→ PROBLEM
Repeat the listing exactly, minus the pictures.

→ MATERIAL FOR THIS TASK
#####
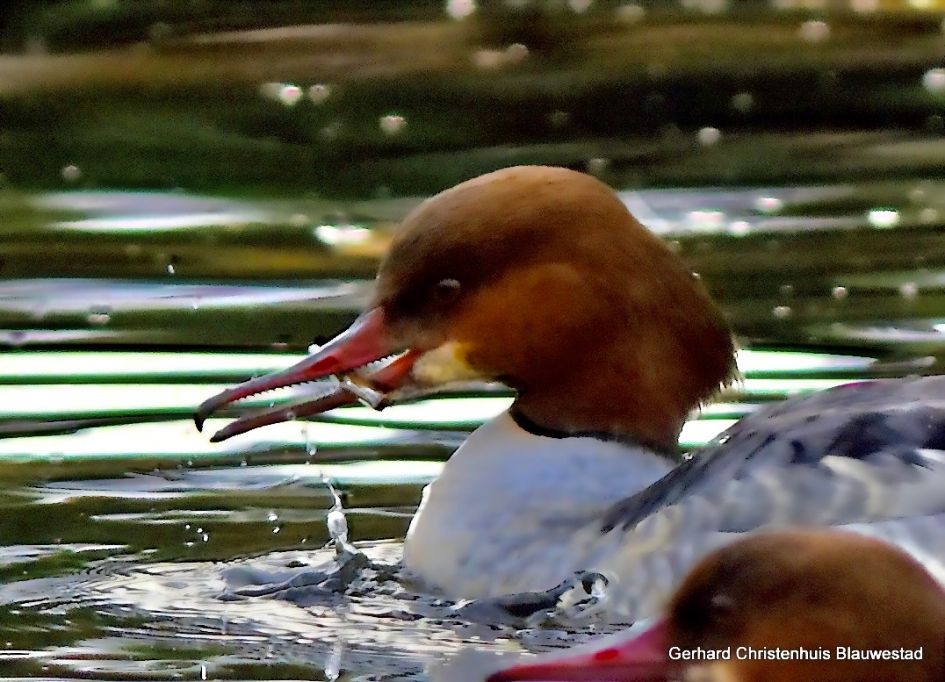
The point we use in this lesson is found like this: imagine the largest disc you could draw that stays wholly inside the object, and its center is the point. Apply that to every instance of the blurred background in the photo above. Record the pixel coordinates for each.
(193, 191)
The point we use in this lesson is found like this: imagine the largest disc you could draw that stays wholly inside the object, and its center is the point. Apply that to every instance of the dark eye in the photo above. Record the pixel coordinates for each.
(446, 289)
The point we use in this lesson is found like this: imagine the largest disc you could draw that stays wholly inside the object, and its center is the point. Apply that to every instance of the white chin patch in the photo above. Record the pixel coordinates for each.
(445, 364)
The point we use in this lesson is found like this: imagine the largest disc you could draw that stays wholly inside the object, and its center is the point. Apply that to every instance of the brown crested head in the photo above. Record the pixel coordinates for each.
(540, 278)
(817, 591)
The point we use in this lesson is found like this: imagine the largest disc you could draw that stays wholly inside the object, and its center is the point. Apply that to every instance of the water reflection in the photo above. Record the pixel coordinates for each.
#####
→ EXPECTED ANSWER
The point we use in this lesson is found like this: imagine the largest disc you could draw that stays wholly inside the object, and its center is the point. Apply that to every instance of the blurred background in the photo above. Record the pixel coordinates for each.
(193, 191)
The point we use in this lesson is found like this: imagine the largest disc you could draw that stays wholly inside the object, and its center is the point. Apply that to every instance of the dark eye in the photo above. Record the pixel coordinates for each.
(446, 289)
The point we use in this lesson is found like this: imagine the largest disc you could draw that stays wholly inside the object, and its center is the point. Apply that to every instance of the white chin patch in the photo above. Record the pixel coordinates for each.
(445, 364)
The point we use in this lesson is found like this: imagine the largest disc you could draw that stays wholly inside the object, and its center is the point. Apply that to every instance of the brown crested head in the photo above. Record the pixel coordinates for each.
(540, 278)
(817, 591)
The point we use in this lesson is found like this: imagine the largest disc you could draw that stays wholly inside the object, and its center is the point. Apply that to every instance of the water reflection in the photo above. Record the pixel coordinates for each.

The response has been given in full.